__Aim of the exercise__:
Write the entries again exactly, with no line missing.

(Provided data)

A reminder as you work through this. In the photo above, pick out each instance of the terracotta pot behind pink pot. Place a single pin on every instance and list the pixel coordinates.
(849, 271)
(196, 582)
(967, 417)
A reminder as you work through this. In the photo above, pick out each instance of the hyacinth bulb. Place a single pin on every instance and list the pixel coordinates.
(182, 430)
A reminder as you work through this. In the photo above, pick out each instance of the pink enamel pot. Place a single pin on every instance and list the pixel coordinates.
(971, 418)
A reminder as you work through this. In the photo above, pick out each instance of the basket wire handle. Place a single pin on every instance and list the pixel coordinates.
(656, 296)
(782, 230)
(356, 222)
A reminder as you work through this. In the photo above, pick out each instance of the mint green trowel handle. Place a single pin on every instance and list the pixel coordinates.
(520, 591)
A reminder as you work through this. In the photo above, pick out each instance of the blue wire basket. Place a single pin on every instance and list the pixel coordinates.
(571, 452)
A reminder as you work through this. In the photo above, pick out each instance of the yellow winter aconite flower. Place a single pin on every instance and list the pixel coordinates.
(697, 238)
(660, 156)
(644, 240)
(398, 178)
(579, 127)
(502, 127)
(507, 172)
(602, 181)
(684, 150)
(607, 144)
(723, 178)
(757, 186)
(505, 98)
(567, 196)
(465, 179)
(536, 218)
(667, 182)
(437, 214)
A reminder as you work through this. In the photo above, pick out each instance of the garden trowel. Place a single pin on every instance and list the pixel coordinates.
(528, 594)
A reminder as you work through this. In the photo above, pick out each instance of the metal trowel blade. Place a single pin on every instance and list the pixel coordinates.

(End Provided data)

__Task solution__:
A reminder as you work through this. In the photo above, pick out each instance of the terracotta pot behind pink pot. Place a single pin on every instance and list the pixel coordinates.
(849, 271)
(196, 582)
(967, 417)
A reminder as you work through this. In the photo above, pick out each instance of the hyacinth bulb. Place a single pin on every instance and list the pixel coordinates.
(182, 430)
A reminder as you work through this. In the photo above, pick out each instance of the pink enamel pot. Place a single pin on every instance and list the pixel coordinates.
(971, 418)
A reminder as you work through this. In the photo above, pick out each instance of the basket wire handle. Place a single pin on every instance and list the pixel coordinates.
(656, 296)
(782, 230)
(356, 222)
A reminder as you work through this. In the photo above, pick out each instance of the mint green trowel handle. Place a single pin on every instance and list the pixel coordinates.
(520, 591)
A reminder as you work through this. In the photo above, pick out each instance of the blue wire basket. Place a single pin on every instance and list the pixel coordinates.
(571, 452)
A reminder as you work through this. In the photo above, pick out each instance of the yellow winter aconite flower. Place a single pin on every instance and list the pixel coordinates.
(697, 238)
(660, 156)
(644, 240)
(398, 178)
(579, 127)
(502, 127)
(507, 172)
(602, 181)
(684, 150)
(607, 144)
(723, 178)
(757, 186)
(505, 98)
(567, 196)
(465, 179)
(536, 218)
(667, 182)
(437, 214)
A reminder as you work through this. In the photo above, pick out each instance of the garden trowel. Place a single pin on every instance and list the pixel coordinates.
(528, 594)
A reminder as you work through this. In the photo above, pick out each instance of the metal trowel blade. Place a single pin on every instance and list the pixel coordinates.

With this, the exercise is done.